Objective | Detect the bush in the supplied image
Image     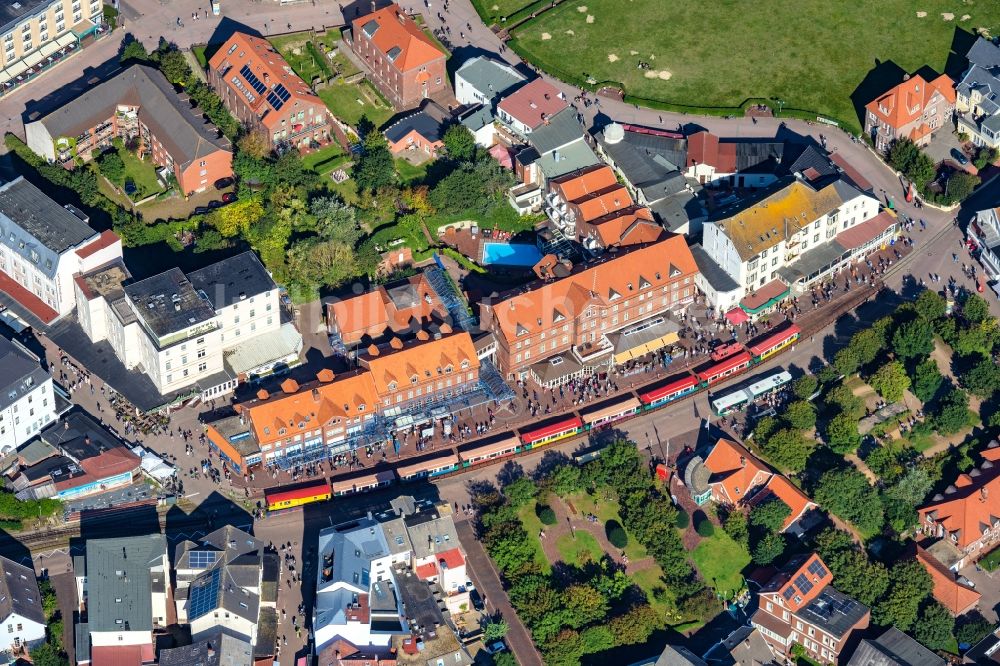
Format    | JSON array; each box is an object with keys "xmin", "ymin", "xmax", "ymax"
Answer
[
  {"xmin": 535, "ymin": 504, "xmax": 556, "ymax": 525},
  {"xmin": 694, "ymin": 514, "xmax": 715, "ymax": 539},
  {"xmin": 674, "ymin": 507, "xmax": 691, "ymax": 530},
  {"xmin": 604, "ymin": 520, "xmax": 628, "ymax": 548}
]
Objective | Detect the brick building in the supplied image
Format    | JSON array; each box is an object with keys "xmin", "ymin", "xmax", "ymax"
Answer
[
  {"xmin": 208, "ymin": 32, "xmax": 330, "ymax": 148},
  {"xmin": 24, "ymin": 65, "xmax": 233, "ymax": 194},
  {"xmin": 480, "ymin": 236, "xmax": 698, "ymax": 384},
  {"xmin": 750, "ymin": 553, "xmax": 871, "ymax": 664},
  {"xmin": 345, "ymin": 4, "xmax": 449, "ymax": 111}
]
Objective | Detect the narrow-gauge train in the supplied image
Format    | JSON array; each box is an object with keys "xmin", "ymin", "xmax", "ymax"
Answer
[{"xmin": 264, "ymin": 323, "xmax": 801, "ymax": 511}]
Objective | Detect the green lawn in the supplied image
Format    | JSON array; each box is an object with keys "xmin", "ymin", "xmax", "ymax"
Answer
[
  {"xmin": 691, "ymin": 527, "xmax": 750, "ymax": 596},
  {"xmin": 316, "ymin": 81, "xmax": 392, "ymax": 127},
  {"xmin": 508, "ymin": 0, "xmax": 1000, "ymax": 129},
  {"xmin": 556, "ymin": 529, "xmax": 604, "ymax": 566}
]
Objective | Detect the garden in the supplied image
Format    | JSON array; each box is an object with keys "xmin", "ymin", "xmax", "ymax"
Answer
[{"xmin": 500, "ymin": 0, "xmax": 1000, "ymax": 132}]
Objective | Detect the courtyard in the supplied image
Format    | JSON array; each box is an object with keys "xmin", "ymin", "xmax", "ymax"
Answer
[{"xmin": 508, "ymin": 0, "xmax": 1000, "ymax": 131}]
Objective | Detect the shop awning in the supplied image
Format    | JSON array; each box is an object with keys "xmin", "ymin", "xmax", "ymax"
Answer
[{"xmin": 726, "ymin": 307, "xmax": 750, "ymax": 326}]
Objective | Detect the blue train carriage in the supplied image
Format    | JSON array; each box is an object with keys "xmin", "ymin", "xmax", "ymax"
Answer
[
  {"xmin": 396, "ymin": 451, "xmax": 460, "ymax": 481},
  {"xmin": 458, "ymin": 432, "xmax": 521, "ymax": 467},
  {"xmin": 580, "ymin": 396, "xmax": 642, "ymax": 430}
]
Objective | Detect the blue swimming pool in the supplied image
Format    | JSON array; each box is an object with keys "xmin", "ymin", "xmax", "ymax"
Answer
[{"xmin": 483, "ymin": 243, "xmax": 542, "ymax": 266}]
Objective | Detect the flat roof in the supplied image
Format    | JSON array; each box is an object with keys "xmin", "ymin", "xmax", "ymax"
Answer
[{"xmin": 125, "ymin": 268, "xmax": 215, "ymax": 338}]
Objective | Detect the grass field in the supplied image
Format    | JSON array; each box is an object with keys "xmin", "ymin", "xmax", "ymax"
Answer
[
  {"xmin": 691, "ymin": 528, "xmax": 750, "ymax": 595},
  {"xmin": 512, "ymin": 0, "xmax": 1000, "ymax": 128}
]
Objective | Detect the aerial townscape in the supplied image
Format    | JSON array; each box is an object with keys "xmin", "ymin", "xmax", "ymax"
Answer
[{"xmin": 7, "ymin": 0, "xmax": 1000, "ymax": 666}]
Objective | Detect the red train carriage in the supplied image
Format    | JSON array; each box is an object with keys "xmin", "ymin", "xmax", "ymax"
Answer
[{"xmin": 698, "ymin": 351, "xmax": 753, "ymax": 385}]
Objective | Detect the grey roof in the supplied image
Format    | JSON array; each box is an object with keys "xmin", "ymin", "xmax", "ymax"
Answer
[
  {"xmin": 536, "ymin": 136, "xmax": 601, "ymax": 178},
  {"xmin": 690, "ymin": 243, "xmax": 740, "ymax": 292},
  {"xmin": 528, "ymin": 106, "xmax": 583, "ymax": 154},
  {"xmin": 0, "ymin": 336, "xmax": 49, "ymax": 410},
  {"xmin": 455, "ymin": 56, "xmax": 527, "ymax": 100},
  {"xmin": 597, "ymin": 126, "xmax": 687, "ymax": 202},
  {"xmin": 187, "ymin": 250, "xmax": 278, "ymax": 310},
  {"xmin": 458, "ymin": 104, "xmax": 493, "ymax": 132},
  {"xmin": 84, "ymin": 534, "xmax": 167, "ymax": 632},
  {"xmin": 0, "ymin": 177, "xmax": 98, "ymax": 277},
  {"xmin": 847, "ymin": 627, "xmax": 947, "ymax": 666},
  {"xmin": 38, "ymin": 65, "xmax": 231, "ymax": 168},
  {"xmin": 125, "ymin": 268, "xmax": 215, "ymax": 338},
  {"xmin": 385, "ymin": 102, "xmax": 450, "ymax": 143},
  {"xmin": 159, "ymin": 632, "xmax": 253, "ymax": 666},
  {"xmin": 656, "ymin": 645, "xmax": 708, "ymax": 666},
  {"xmin": 798, "ymin": 585, "xmax": 868, "ymax": 639},
  {"xmin": 0, "ymin": 557, "xmax": 45, "ymax": 624}
]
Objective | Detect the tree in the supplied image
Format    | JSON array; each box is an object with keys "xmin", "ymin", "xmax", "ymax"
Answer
[
  {"xmin": 792, "ymin": 375, "xmax": 819, "ymax": 400},
  {"xmin": 892, "ymin": 319, "xmax": 934, "ymax": 359},
  {"xmin": 872, "ymin": 559, "xmax": 933, "ymax": 631},
  {"xmin": 442, "ymin": 123, "xmax": 476, "ymax": 162},
  {"xmin": 961, "ymin": 357, "xmax": 1000, "ymax": 399},
  {"xmin": 97, "ymin": 150, "xmax": 125, "ymax": 186},
  {"xmin": 785, "ymin": 400, "xmax": 816, "ymax": 430},
  {"xmin": 868, "ymin": 361, "xmax": 910, "ymax": 402},
  {"xmin": 761, "ymin": 428, "xmax": 816, "ymax": 472},
  {"xmin": 351, "ymin": 132, "xmax": 396, "ymax": 192},
  {"xmin": 750, "ymin": 495, "xmax": 792, "ymax": 532},
  {"xmin": 913, "ymin": 289, "xmax": 948, "ymax": 321},
  {"xmin": 814, "ymin": 467, "xmax": 883, "ymax": 534},
  {"xmin": 503, "ymin": 476, "xmax": 538, "ymax": 509},
  {"xmin": 825, "ymin": 412, "xmax": 861, "ymax": 455},
  {"xmin": 932, "ymin": 389, "xmax": 969, "ymax": 435},
  {"xmin": 118, "ymin": 38, "xmax": 149, "ymax": 63},
  {"xmin": 753, "ymin": 532, "xmax": 785, "ymax": 566},
  {"xmin": 482, "ymin": 616, "xmax": 510, "ymax": 645},
  {"xmin": 962, "ymin": 293, "xmax": 992, "ymax": 324},
  {"xmin": 913, "ymin": 358, "xmax": 944, "ymax": 402}
]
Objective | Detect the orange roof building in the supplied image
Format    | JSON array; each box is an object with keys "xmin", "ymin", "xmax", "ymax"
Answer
[
  {"xmin": 208, "ymin": 32, "xmax": 330, "ymax": 147},
  {"xmin": 917, "ymin": 440, "xmax": 1000, "ymax": 567},
  {"xmin": 480, "ymin": 236, "xmax": 698, "ymax": 381},
  {"xmin": 349, "ymin": 4, "xmax": 450, "ymax": 111},
  {"xmin": 917, "ymin": 546, "xmax": 982, "ymax": 616},
  {"xmin": 865, "ymin": 74, "xmax": 955, "ymax": 150},
  {"xmin": 326, "ymin": 274, "xmax": 448, "ymax": 347}
]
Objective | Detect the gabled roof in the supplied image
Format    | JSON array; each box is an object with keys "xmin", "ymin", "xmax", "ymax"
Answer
[
  {"xmin": 865, "ymin": 74, "xmax": 955, "ymax": 130},
  {"xmin": 490, "ymin": 236, "xmax": 698, "ymax": 343},
  {"xmin": 917, "ymin": 545, "xmax": 982, "ymax": 615},
  {"xmin": 497, "ymin": 78, "xmax": 569, "ymax": 130},
  {"xmin": 352, "ymin": 4, "xmax": 445, "ymax": 72},
  {"xmin": 705, "ymin": 439, "xmax": 772, "ymax": 504}
]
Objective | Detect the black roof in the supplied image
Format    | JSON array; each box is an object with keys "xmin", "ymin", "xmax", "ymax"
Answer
[{"xmin": 188, "ymin": 250, "xmax": 277, "ymax": 310}]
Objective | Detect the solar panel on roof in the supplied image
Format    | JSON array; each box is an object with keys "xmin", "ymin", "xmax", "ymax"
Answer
[
  {"xmin": 240, "ymin": 65, "xmax": 267, "ymax": 95},
  {"xmin": 188, "ymin": 569, "xmax": 222, "ymax": 620},
  {"xmin": 795, "ymin": 574, "xmax": 813, "ymax": 596},
  {"xmin": 808, "ymin": 560, "xmax": 826, "ymax": 578}
]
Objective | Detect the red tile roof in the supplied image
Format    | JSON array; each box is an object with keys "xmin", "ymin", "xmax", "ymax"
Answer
[
  {"xmin": 351, "ymin": 4, "xmax": 445, "ymax": 72},
  {"xmin": 497, "ymin": 78, "xmax": 569, "ymax": 129},
  {"xmin": 76, "ymin": 229, "xmax": 121, "ymax": 259},
  {"xmin": 917, "ymin": 546, "xmax": 982, "ymax": 615},
  {"xmin": 0, "ymin": 273, "xmax": 59, "ymax": 324}
]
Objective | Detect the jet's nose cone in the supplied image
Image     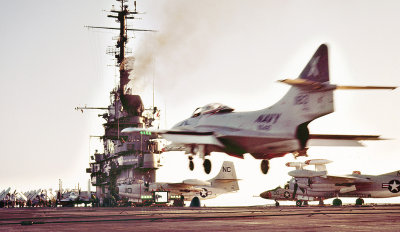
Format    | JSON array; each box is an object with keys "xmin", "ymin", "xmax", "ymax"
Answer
[{"xmin": 260, "ymin": 191, "xmax": 271, "ymax": 199}]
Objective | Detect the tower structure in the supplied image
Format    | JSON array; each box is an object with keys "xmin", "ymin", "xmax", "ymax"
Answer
[{"xmin": 81, "ymin": 0, "xmax": 162, "ymax": 205}]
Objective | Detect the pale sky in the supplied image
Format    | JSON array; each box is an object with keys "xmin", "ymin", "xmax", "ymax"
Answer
[{"xmin": 0, "ymin": 0, "xmax": 400, "ymax": 205}]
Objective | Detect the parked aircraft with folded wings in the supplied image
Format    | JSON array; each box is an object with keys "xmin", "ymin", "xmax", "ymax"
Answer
[
  {"xmin": 118, "ymin": 161, "xmax": 239, "ymax": 205},
  {"xmin": 122, "ymin": 44, "xmax": 395, "ymax": 174},
  {"xmin": 260, "ymin": 159, "xmax": 400, "ymax": 206}
]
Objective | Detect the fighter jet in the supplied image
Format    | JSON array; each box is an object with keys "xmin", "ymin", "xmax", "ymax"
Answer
[
  {"xmin": 260, "ymin": 159, "xmax": 400, "ymax": 206},
  {"xmin": 118, "ymin": 161, "xmax": 239, "ymax": 205},
  {"xmin": 122, "ymin": 44, "xmax": 395, "ymax": 174}
]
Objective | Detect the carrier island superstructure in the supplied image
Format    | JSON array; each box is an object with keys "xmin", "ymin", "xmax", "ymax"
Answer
[{"xmin": 76, "ymin": 0, "xmax": 162, "ymax": 203}]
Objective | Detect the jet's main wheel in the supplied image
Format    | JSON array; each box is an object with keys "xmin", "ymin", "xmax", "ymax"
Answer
[
  {"xmin": 203, "ymin": 159, "xmax": 211, "ymax": 174},
  {"xmin": 261, "ymin": 160, "xmax": 269, "ymax": 174},
  {"xmin": 318, "ymin": 199, "xmax": 324, "ymax": 206},
  {"xmin": 332, "ymin": 198, "xmax": 342, "ymax": 206},
  {"xmin": 190, "ymin": 197, "xmax": 200, "ymax": 207},
  {"xmin": 296, "ymin": 200, "xmax": 303, "ymax": 207},
  {"xmin": 189, "ymin": 160, "xmax": 194, "ymax": 171}
]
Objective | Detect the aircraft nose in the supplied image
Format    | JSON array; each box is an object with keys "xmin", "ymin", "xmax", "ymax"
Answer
[{"xmin": 260, "ymin": 191, "xmax": 271, "ymax": 199}]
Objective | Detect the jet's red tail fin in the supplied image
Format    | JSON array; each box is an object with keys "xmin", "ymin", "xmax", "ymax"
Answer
[{"xmin": 299, "ymin": 44, "xmax": 329, "ymax": 83}]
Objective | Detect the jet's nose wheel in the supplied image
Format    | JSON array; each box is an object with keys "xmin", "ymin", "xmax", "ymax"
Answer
[
  {"xmin": 203, "ymin": 159, "xmax": 211, "ymax": 174},
  {"xmin": 261, "ymin": 160, "xmax": 269, "ymax": 174},
  {"xmin": 189, "ymin": 156, "xmax": 194, "ymax": 171}
]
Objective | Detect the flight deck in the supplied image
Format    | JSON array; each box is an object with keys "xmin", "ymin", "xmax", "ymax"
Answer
[{"xmin": 0, "ymin": 205, "xmax": 400, "ymax": 231}]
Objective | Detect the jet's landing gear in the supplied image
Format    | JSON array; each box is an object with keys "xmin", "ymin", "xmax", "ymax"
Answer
[
  {"xmin": 189, "ymin": 156, "xmax": 194, "ymax": 171},
  {"xmin": 275, "ymin": 200, "xmax": 279, "ymax": 207},
  {"xmin": 203, "ymin": 159, "xmax": 211, "ymax": 174},
  {"xmin": 318, "ymin": 199, "xmax": 324, "ymax": 206},
  {"xmin": 356, "ymin": 197, "xmax": 364, "ymax": 206},
  {"xmin": 332, "ymin": 198, "xmax": 342, "ymax": 206},
  {"xmin": 296, "ymin": 200, "xmax": 303, "ymax": 207},
  {"xmin": 261, "ymin": 160, "xmax": 269, "ymax": 174}
]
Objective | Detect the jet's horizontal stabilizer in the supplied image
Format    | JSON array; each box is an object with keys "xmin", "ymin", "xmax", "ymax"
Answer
[
  {"xmin": 162, "ymin": 131, "xmax": 224, "ymax": 147},
  {"xmin": 307, "ymin": 134, "xmax": 386, "ymax": 147},
  {"xmin": 279, "ymin": 78, "xmax": 335, "ymax": 90},
  {"xmin": 279, "ymin": 78, "xmax": 397, "ymax": 90},
  {"xmin": 336, "ymin": 85, "xmax": 397, "ymax": 90}
]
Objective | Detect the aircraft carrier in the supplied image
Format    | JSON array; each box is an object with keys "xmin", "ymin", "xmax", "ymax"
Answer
[
  {"xmin": 0, "ymin": 205, "xmax": 400, "ymax": 231},
  {"xmin": 76, "ymin": 0, "xmax": 163, "ymax": 206}
]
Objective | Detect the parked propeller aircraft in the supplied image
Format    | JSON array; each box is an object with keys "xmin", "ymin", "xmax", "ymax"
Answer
[
  {"xmin": 260, "ymin": 159, "xmax": 400, "ymax": 206},
  {"xmin": 122, "ymin": 44, "xmax": 396, "ymax": 174},
  {"xmin": 118, "ymin": 161, "xmax": 239, "ymax": 205}
]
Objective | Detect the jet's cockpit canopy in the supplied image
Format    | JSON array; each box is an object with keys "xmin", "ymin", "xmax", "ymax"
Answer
[{"xmin": 192, "ymin": 103, "xmax": 235, "ymax": 118}]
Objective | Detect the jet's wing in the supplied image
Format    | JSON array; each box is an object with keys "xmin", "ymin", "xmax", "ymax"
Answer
[
  {"xmin": 168, "ymin": 179, "xmax": 211, "ymax": 189},
  {"xmin": 307, "ymin": 134, "xmax": 386, "ymax": 146}
]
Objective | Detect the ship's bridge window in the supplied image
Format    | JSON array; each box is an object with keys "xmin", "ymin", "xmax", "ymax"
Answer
[{"xmin": 192, "ymin": 103, "xmax": 234, "ymax": 118}]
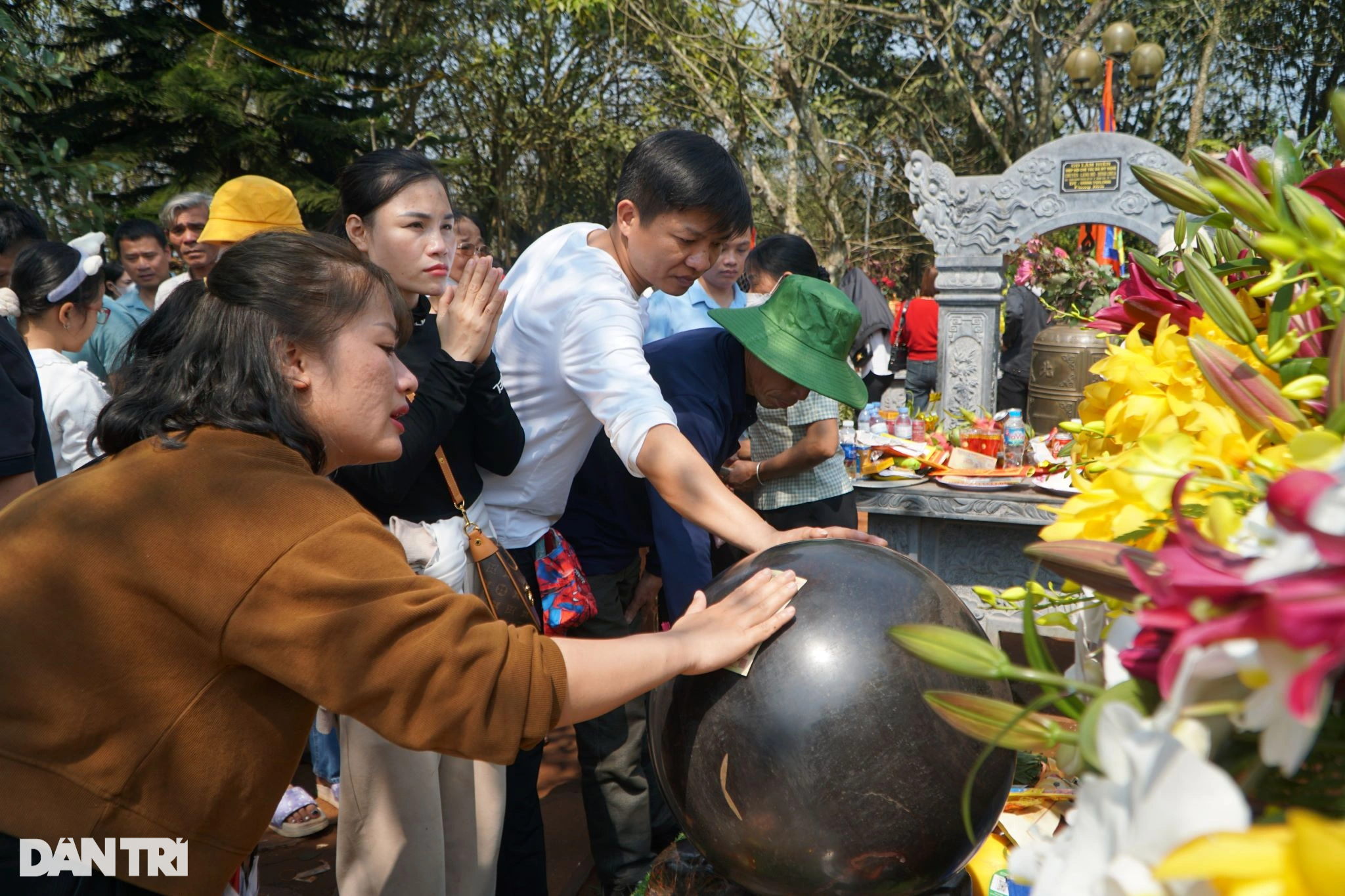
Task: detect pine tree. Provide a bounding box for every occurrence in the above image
[32,0,401,223]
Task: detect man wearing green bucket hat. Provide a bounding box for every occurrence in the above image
[556,277,868,892]
[710,277,869,407]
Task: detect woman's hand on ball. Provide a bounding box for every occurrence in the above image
[671,570,799,674]
[776,525,888,548]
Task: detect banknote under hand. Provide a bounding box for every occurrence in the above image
[724,570,808,675]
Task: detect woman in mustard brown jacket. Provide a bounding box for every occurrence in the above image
[0,232,793,896]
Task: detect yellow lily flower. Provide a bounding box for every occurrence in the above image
[1154,809,1345,896]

Brief: Report each line of the data above that contains the string "blue", copying every such line in full.

Completed task:
Objective | Detect the blue train carriage in the supplied image
Objective | Detect the blue swimming pool in the supplied image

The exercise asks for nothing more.